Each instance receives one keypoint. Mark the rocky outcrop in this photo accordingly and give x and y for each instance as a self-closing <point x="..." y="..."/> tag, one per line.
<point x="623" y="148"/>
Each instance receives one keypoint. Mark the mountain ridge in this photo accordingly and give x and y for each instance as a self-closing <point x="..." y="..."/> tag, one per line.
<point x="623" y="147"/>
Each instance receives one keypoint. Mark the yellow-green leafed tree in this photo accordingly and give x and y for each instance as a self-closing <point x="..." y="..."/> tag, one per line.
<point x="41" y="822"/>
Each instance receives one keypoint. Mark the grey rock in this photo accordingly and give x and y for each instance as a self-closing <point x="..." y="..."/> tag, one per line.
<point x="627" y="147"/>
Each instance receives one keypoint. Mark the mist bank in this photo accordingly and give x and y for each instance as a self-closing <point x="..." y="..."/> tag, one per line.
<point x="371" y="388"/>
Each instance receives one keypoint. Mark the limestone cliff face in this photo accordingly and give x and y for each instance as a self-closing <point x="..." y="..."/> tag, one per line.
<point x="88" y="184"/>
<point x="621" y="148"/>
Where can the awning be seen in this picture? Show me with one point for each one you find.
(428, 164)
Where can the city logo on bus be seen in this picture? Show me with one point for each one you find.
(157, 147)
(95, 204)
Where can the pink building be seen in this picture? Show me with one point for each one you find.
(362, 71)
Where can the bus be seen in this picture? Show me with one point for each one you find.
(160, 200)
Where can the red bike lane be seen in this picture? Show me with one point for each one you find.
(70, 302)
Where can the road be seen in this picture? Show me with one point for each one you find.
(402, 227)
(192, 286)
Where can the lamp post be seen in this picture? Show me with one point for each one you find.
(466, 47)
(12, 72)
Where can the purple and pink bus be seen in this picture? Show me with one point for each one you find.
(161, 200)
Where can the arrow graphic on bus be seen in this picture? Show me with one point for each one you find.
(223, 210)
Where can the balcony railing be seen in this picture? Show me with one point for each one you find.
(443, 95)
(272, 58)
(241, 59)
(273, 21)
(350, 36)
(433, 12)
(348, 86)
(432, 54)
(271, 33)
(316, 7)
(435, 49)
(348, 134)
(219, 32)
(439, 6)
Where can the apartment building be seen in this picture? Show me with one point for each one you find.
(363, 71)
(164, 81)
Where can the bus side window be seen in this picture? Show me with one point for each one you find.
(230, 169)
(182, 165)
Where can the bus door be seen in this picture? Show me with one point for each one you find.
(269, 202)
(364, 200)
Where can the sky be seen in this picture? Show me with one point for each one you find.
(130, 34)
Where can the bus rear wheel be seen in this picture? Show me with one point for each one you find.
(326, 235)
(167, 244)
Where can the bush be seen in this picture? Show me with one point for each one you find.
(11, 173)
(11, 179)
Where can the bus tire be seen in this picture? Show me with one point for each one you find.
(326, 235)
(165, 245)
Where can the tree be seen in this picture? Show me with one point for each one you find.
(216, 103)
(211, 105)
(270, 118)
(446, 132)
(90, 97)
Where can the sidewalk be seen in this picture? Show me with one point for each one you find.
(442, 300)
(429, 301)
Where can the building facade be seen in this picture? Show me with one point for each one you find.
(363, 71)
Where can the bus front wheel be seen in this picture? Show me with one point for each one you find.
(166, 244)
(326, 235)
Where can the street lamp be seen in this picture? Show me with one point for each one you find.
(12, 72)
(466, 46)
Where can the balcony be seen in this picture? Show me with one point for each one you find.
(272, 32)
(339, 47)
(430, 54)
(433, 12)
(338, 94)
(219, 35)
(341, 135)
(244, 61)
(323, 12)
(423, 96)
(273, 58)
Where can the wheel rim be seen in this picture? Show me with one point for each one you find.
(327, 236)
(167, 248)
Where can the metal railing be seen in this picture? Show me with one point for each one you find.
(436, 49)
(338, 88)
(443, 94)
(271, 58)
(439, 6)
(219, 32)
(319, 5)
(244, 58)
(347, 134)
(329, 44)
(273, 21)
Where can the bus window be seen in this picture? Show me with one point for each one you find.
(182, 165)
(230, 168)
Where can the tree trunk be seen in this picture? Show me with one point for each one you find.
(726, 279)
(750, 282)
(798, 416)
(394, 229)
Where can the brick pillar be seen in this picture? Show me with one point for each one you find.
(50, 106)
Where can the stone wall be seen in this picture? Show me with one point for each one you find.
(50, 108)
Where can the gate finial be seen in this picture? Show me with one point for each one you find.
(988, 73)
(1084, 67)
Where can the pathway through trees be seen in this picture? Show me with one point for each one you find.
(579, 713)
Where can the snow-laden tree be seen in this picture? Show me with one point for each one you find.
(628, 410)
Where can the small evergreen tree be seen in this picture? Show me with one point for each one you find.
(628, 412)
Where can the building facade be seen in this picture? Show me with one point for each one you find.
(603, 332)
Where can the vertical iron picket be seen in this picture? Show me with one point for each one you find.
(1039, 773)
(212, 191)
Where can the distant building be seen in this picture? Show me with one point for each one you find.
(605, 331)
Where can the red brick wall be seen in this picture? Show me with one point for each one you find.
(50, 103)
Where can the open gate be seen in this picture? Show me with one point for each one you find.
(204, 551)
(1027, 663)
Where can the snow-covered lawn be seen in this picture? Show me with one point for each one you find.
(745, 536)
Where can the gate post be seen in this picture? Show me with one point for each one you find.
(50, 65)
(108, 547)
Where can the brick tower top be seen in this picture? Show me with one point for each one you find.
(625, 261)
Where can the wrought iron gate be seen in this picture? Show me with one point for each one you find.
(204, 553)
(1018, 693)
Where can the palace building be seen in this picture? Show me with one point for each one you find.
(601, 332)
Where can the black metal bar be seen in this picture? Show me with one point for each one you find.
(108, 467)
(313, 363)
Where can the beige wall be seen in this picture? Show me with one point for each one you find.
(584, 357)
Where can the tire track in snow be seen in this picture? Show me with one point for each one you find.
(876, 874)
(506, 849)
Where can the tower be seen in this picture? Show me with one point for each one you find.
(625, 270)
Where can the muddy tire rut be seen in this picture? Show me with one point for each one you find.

☆ ☆ ☆ ☆

Required work: Each line above should be reproduced exactly, with nothing omitted.

Your solution:
Each instance receives one keypoint. Mark the rocky outcrop in this photo accordingly and give x and y for each instance as a self-closing <point x="..." y="..."/> tag, one per line.
<point x="623" y="148"/>
Each instance receives one keypoint. Mark the mountain ridge in this photo accordingly and give x and y for each instance as a self-closing <point x="..." y="..."/> tag, one per line.
<point x="623" y="147"/>
Each instance receives one keypoint. Mark the yellow-green leafed tree in this photo accordingly and give x and y for each instance as a self-closing <point x="..." y="..."/> tag, one per line.
<point x="41" y="822"/>
Each instance receives one keypoint. Mark the grey rock in this photo accordingly and give x and y for each instance as a self-closing <point x="..." y="..."/> tag, one per line.
<point x="627" y="147"/>
Each instance receives one keypoint. Mark the mist bank in this photo accordingly and give x and y for each instance as a self-closing <point x="..." y="..."/> tag, one per line.
<point x="371" y="388"/>
Each instance receives one keypoint. Mark the limestone cliff face in this photo accordingly and give x and y for each instance as a self-closing <point x="..." y="..."/> tag, one per line.
<point x="88" y="184"/>
<point x="621" y="148"/>
Where can the awning be seen in this picture? Show me with one point for each one you find.
(428, 164)
Where can the city logo on bus be seen in this picture? Show me with one point for each one you find.
(157, 147)
(95, 204)
Where can the pink building be seen in this picture? Show me with one point for each one you find.
(362, 71)
Where can the bus be seen in this picture? Show me with one point for each one you find.
(160, 200)
Where can the red bike lane be seen in this picture? Show me with one point for each one you find.
(70, 302)
Where can the road be seen in this picture? Show me with one point for each one you find.
(402, 227)
(192, 286)
Where can the lamp post be seen in this picture? Show me with one point for each one you find.
(466, 47)
(12, 72)
Where can the purple and pink bus be seen in this picture? Show me with one point for each one you find.
(161, 200)
Where can the arrow graphic on bus be seen in this picture? Show me with one point for each one you find.
(223, 210)
Where can the balcony railing be seen in this picture? Show me with one point for each one you find.
(443, 95)
(272, 58)
(241, 59)
(273, 21)
(350, 36)
(433, 12)
(348, 86)
(432, 54)
(271, 33)
(316, 7)
(435, 49)
(348, 134)
(219, 32)
(439, 6)
Where can the apartment building be seen in this picture? Show me with one point for each one you find.
(363, 71)
(164, 81)
Where can the bus side window be seen in this picture? Show me with one point for each one you find.
(230, 169)
(182, 165)
Where can the bus door be seen in this picture? Show me with one point for each one you find.
(269, 202)
(364, 200)
Where can the sky be seen in this picture? Show me with one point for each one you find.
(130, 34)
Where can the bus rear wheel be seen in this picture? Show me with one point for each one you find.
(326, 235)
(167, 244)
Where can the bush be seen in this picture? Show me with one point for each one you find.
(11, 173)
(11, 179)
Where can the bus tire be seen in this picture? Show me with one point for each one you find.
(326, 235)
(165, 245)
Where can the tree be seen in this picture? Show me with one point for each one you find.
(216, 103)
(211, 105)
(270, 118)
(446, 132)
(90, 97)
Where can the sidewalk be seen in this picture? Show me with one point for each one you find.
(442, 300)
(429, 301)
Where can the building facade be seen in this picture? Show me with one point for each one you find.
(363, 71)
Where can the bus front wheel be seen in this picture? Show me with one point for each one you find.
(166, 244)
(326, 235)
Where can the street lamp be seen in this picture? Show me with one point for each one you find.
(12, 72)
(466, 46)
Where can the balcony be seen in this picture? Show me with one point for each one you find.
(272, 32)
(339, 47)
(430, 54)
(433, 12)
(338, 94)
(219, 35)
(341, 135)
(244, 61)
(323, 12)
(423, 96)
(273, 58)
Where can the wheel rim be seen in this picture? Show me with one point for each one you find.
(327, 236)
(167, 248)
Where can the metal railing be seen in this picture? Show me with one point for each one you find.
(436, 49)
(338, 88)
(443, 94)
(271, 58)
(439, 6)
(219, 32)
(319, 5)
(244, 58)
(347, 134)
(329, 44)
(273, 21)
Where can the bus window be seen in this picture? Show me with one point for each one you find.
(182, 165)
(230, 168)
Where can the tree trunk be seen in this picture? Show me with one point for each one you find.
(726, 279)
(750, 282)
(798, 416)
(394, 229)
Where can the brick pillar be seen in this picture? Show me with one point for each one you find.
(50, 106)
Where can the stone wall be seen in this picture? Show me with one point for each one you find.
(50, 108)
Where can the gate finial be seen in this picture? Show me with one point for each one you find.
(988, 73)
(1084, 67)
Where can the pathway through trees be seen in this picture? Show me with one point for each one you find.
(579, 713)
Where can the snow-laden tree be seen in this picture? Show me with one point for each one you find.
(628, 410)
Where can the small evergreen tree be seen in this picture? Show me with one point for each one you find.
(628, 412)
Where can the building facade be seen in this picture? Show me with one point for each one you find.
(603, 332)
Where can the vertical iron picket be seen in this picture? Show me with one point for each one you find.
(1039, 773)
(212, 191)
Where can the distant building be seen in this picture? Show me with one point for each one you find.
(605, 331)
Where can the red brick wall be seen in this picture? Show me with one point for each one you find.
(50, 103)
Where can the open gate be seen in this picture? Show me with one point for each one you find.
(204, 551)
(1027, 663)
Where can the snow-covered lawn be seen in this picture? Show me with one point for each one you find.
(745, 536)
Where can the gate post be seen in this picture? Show me with one point for each one you find.
(50, 65)
(108, 547)
Where can the brick tower top be seen in this picture? Show me with one point for each one you find.
(625, 261)
Where can the wrought iron gate be seen in this picture? Show me with one point for each one you find.
(204, 553)
(1018, 693)
Where can the palace building be seen in this picture? Show me with one point for each one you find.
(601, 332)
Where can the black metal bar be seen in this picture? Show me with one point for each one you find.
(108, 467)
(313, 363)
Where can the beige wall be seen in this picture? Show me with one point for each one you find.
(584, 357)
Where can the tire track in snow be seen in this picture? Show me with one point for each one you find.
(876, 874)
(506, 849)
Where can the tower be seen in this picture? Show me with one point for each one you find.
(625, 270)
Where can the muddy tire rut be seen in this picture? Show me with one point for each one you find.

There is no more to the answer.